Task set —
**1.** In the passage on where fear lives, what was SM exposed to in the 2011 experiment? List each one.
**2.** From the passage on where fear lives, quote the text starting with "Finding out where" and going on through "from the amygdala.".

Finding out where fear lives
Everyone is familiar with feelings of fear. But where does fear originate? In 2011, researchers attempted to find the answer by experimenting with a human subject identified only as SM who could not feel fear. SM had lesions on her amygdala, a portion of the brain previously known to be important in our fear experience. SM was subjected to snakes, spiders, a haunted mansion, death threats, robberies, and terrifying movies. Yet, she felt no fear. As such, the researchers concluded that fear indeed originates from the amygdala.
Then, in 2013, the same researchers tested SM again – because why not. This time, they made her inhale CO2, which gave her the sensation of suffocating. This time, to everyone’s surprise, SM did not remain calm. Instead, she experienced a panic attack, much like the other individuals in the experiment who had also suffered from amygdala damage. The findings demonstrated that the amygdala is not the only area of the brain that processes fear – and that the research should probably continue.

Data for analysis —
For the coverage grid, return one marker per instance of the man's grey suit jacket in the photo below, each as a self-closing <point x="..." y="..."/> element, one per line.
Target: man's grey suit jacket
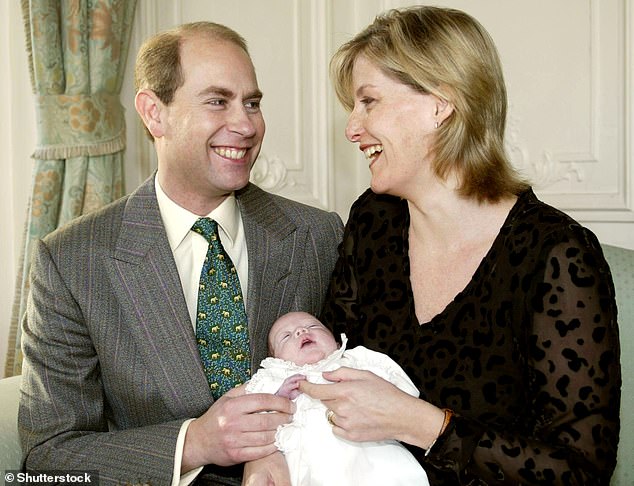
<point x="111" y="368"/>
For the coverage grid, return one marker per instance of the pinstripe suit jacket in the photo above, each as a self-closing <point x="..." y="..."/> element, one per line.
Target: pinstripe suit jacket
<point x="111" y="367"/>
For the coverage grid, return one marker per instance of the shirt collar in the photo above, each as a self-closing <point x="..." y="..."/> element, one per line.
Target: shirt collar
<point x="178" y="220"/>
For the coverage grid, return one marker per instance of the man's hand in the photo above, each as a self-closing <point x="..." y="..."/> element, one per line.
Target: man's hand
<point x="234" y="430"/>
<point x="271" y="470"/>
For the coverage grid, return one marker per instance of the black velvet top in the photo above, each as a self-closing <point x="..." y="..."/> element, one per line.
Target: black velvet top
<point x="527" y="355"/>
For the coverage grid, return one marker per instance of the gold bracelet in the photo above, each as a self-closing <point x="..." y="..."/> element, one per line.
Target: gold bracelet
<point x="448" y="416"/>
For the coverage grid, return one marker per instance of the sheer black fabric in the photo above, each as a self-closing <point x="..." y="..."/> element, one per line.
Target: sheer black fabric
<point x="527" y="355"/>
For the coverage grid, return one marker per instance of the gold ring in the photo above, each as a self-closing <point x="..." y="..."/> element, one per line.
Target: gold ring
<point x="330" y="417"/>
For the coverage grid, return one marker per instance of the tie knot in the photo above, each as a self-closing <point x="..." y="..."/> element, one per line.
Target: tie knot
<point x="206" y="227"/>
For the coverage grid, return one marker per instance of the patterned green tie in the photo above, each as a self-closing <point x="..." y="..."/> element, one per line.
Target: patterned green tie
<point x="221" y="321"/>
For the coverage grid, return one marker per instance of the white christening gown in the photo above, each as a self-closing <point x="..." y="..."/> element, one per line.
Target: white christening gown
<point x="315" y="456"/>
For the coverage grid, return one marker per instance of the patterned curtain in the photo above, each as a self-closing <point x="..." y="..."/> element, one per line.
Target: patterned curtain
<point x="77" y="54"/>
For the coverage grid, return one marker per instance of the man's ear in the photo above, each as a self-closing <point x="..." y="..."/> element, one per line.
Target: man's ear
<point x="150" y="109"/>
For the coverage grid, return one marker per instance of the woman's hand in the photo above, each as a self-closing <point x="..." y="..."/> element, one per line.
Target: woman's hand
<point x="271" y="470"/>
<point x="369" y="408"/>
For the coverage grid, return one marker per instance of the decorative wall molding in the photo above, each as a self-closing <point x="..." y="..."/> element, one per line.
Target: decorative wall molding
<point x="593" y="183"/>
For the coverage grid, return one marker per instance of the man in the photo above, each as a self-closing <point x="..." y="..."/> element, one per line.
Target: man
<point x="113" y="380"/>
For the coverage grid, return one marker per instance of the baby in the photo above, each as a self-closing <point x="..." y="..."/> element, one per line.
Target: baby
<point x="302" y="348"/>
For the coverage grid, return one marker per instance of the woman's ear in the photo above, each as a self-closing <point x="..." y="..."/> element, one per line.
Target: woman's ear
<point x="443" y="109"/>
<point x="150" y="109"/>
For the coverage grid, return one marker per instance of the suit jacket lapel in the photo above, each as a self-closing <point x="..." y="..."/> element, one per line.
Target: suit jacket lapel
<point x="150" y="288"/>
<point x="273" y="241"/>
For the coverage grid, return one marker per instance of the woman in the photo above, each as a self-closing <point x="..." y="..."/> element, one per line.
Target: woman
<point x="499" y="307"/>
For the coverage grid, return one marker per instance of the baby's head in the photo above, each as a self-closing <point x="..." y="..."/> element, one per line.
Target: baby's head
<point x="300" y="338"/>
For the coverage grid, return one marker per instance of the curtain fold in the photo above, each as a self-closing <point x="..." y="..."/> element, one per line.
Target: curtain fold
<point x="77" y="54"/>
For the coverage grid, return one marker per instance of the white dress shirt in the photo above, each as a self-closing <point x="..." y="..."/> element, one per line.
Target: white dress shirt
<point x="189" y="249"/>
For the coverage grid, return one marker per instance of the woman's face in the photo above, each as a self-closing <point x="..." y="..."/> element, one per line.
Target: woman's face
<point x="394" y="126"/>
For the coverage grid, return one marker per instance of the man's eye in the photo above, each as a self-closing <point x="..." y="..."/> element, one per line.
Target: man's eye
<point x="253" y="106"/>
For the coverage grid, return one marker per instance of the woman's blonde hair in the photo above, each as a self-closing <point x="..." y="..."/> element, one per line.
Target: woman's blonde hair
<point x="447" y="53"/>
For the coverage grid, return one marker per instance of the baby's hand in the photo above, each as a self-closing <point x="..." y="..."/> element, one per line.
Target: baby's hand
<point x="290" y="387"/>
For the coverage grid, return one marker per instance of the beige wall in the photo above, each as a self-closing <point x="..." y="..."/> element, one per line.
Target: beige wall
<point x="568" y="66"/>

Responses by item number —
**1.**
- snakes
- spiders
- a haunted mansion
- death threats
- robberies
- terrifying movies

**2.**
Finding out where fear lives
Everyone is familiar with feelings of fear. But where does fear originate? In 2011, researchers attempted to find the answer by experimenting with a human subject identified only as SM who could not feel fear. SM had lesions on her amygdala, a portion of the brain previously known to be important in our fear experience. SM was subjected to snakes, spiders, a haunted mansion, death threats, robberies, and terrifying movies. Yet, she felt no fear. As such, the researchers concluded that fear indeed originates from the amygdala.